資料抜粋
_ _ _
日本漢方の古方派を中心とした漢方薬、処方をご紹介します。一般の方から専門家まで馴染めるよう、改善例、処方薬味、適応疾患、使用目標、漢方の証、方意をご紹介。
麻杏薏甘湯。金匱要略
処方薬味
麻黄 | 杏仁 | 薏苡仁 |
甘草 |
適応疾患
筋炎、筋肉リウマチ、関節リウマチ、関節炎、変形性関節炎、疣贅、汗疱、進行性指掌角皮症、諸種神経痛、水虫、湿疹、喘息症状
使用目標
発熱して特に夕方熱が上がり、諸関節や筋肉が腫れて痛む方に用います。この腫脹は特に強いものではなく、痛みも割合緩和です。
漢方の証、方意
- 虚実。少陽病、実証
- 十二臓腑配当。手の関節筋肉の腫れ、四肢の疼痛、浮腫。燥証としての午後のほてり、皮膚の枯燥、フケ。表の寒証としての悪寒、発熱
- 備考。麻杏薏甘湯証は、汗が出た後、風に当たり、長い間身体を冷やしたために起こることが多いです。これを東洋医学の言葉では、風湿といいます。この風湿により関節が腫れて激痛があるものには蒼朮、附子を加えると効果を示します。
_ _ _
課題
[1] 麻杏薏甘湯の解説によると、麻杏薏甘湯証はどのようなことが原因で起こることが多いか。また、その状態は東洋医学で何と呼ばれるか。1〜3文で説明しなさい。
[2] 麻杏薏甘湯の解説の「日本漢方の古方派を中心とした」から「はなく、痛みも割合緩和です。」までを、「夕方」を「夜」に置き換えて書き改めなさい。
この後に示す資料は、麻杏薏甘湯の解説とは関係がない。

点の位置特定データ
_ _ _
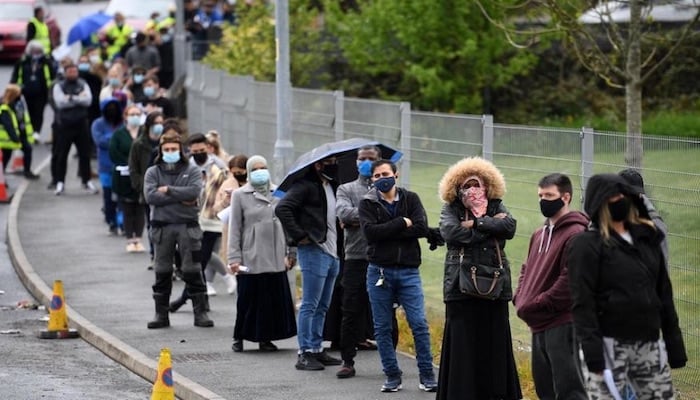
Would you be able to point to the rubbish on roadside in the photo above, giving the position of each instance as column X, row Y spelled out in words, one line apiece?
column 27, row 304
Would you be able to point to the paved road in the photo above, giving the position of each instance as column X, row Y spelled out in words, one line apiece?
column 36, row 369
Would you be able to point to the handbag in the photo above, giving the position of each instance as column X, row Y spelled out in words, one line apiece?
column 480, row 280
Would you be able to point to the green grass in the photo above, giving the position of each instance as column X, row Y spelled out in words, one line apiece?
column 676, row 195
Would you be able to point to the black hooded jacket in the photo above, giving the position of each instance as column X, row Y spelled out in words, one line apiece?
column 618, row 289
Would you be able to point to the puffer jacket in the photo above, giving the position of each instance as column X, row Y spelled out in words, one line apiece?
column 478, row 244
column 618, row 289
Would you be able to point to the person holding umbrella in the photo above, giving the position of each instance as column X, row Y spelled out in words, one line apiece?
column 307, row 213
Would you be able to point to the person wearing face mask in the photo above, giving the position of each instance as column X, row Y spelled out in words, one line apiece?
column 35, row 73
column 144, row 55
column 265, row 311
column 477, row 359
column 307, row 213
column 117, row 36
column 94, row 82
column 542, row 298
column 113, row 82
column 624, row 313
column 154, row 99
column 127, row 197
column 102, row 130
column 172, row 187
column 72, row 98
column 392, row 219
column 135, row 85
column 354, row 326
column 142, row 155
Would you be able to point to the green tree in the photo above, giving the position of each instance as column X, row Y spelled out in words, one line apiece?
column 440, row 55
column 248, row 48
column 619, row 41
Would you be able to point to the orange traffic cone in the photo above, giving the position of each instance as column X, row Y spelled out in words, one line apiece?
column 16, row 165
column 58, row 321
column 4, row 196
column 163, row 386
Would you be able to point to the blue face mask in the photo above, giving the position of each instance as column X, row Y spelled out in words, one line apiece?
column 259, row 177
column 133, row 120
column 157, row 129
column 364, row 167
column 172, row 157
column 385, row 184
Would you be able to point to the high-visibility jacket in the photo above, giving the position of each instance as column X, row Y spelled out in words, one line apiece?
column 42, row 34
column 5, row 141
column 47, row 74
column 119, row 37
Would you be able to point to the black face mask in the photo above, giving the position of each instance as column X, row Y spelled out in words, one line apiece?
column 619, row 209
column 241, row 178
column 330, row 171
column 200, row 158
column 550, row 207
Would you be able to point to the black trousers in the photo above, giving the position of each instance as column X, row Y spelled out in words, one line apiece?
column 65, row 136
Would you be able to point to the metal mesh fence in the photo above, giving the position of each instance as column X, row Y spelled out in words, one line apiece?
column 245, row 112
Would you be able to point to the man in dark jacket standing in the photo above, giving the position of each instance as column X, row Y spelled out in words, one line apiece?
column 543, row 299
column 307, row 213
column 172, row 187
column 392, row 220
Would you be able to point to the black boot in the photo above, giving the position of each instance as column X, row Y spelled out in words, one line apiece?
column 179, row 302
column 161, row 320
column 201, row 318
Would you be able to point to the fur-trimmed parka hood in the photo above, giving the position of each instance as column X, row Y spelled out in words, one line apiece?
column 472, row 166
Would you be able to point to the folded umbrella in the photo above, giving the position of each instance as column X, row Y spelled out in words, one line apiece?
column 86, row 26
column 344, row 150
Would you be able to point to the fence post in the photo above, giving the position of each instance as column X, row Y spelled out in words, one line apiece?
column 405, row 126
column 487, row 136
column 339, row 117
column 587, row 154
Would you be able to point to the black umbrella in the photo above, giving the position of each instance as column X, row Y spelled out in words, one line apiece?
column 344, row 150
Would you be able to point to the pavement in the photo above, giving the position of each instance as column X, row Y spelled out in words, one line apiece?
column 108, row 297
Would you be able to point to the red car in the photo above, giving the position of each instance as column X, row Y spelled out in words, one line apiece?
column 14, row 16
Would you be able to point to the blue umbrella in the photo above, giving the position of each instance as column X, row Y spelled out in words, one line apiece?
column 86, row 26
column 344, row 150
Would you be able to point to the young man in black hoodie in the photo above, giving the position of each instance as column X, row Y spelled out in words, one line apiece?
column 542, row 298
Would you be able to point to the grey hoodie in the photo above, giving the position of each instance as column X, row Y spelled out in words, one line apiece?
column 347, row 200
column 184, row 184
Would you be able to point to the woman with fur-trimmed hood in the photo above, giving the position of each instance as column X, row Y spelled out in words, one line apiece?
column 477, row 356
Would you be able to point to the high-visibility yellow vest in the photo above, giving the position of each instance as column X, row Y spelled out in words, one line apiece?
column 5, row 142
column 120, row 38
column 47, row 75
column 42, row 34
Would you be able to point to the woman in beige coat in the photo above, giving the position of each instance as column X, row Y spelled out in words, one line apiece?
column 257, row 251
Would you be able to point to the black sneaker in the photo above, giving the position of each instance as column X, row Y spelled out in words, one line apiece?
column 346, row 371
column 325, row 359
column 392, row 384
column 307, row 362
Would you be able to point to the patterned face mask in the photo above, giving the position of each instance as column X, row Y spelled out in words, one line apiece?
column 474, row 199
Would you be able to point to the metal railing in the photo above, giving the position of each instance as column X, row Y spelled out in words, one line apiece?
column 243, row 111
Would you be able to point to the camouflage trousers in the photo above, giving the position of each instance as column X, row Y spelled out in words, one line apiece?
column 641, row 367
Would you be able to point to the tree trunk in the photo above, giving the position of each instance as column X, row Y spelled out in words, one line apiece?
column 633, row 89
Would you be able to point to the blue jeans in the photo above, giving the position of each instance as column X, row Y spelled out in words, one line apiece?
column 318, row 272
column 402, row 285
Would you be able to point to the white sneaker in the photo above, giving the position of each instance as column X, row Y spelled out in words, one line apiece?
_ _ _
解答
[1] 汗が出た後に風に当たり、長い間身体を冷やしたために起こることが多い。この状態を東洋医学の言葉では風湿という。

[2]
日本漢方の古方派を中心とした漢方薬、処方をご紹介します。一般の方から専門家まで馴染めるよう、改善例、処方薬味、適応疾患、使用目標、漢方の証、方意をご紹介。
麻杏薏甘湯。金匱要略
処方薬味
麻黄 | 杏仁 | 薏苡仁 |
甘草 |
適応疾患
筋炎、筋肉リウマチ、関節リウマチ、関節炎、変形性関節炎、疣贅、汗疱、進行性指掌角皮症、諸種神経痛、水虫、湿疹、喘息症状
使用目標
発熱して特に夜熱が上がり、諸関節や筋肉が腫れて痛む方に用います。この腫脹は特に強いものではなく、痛みも割合緩和です。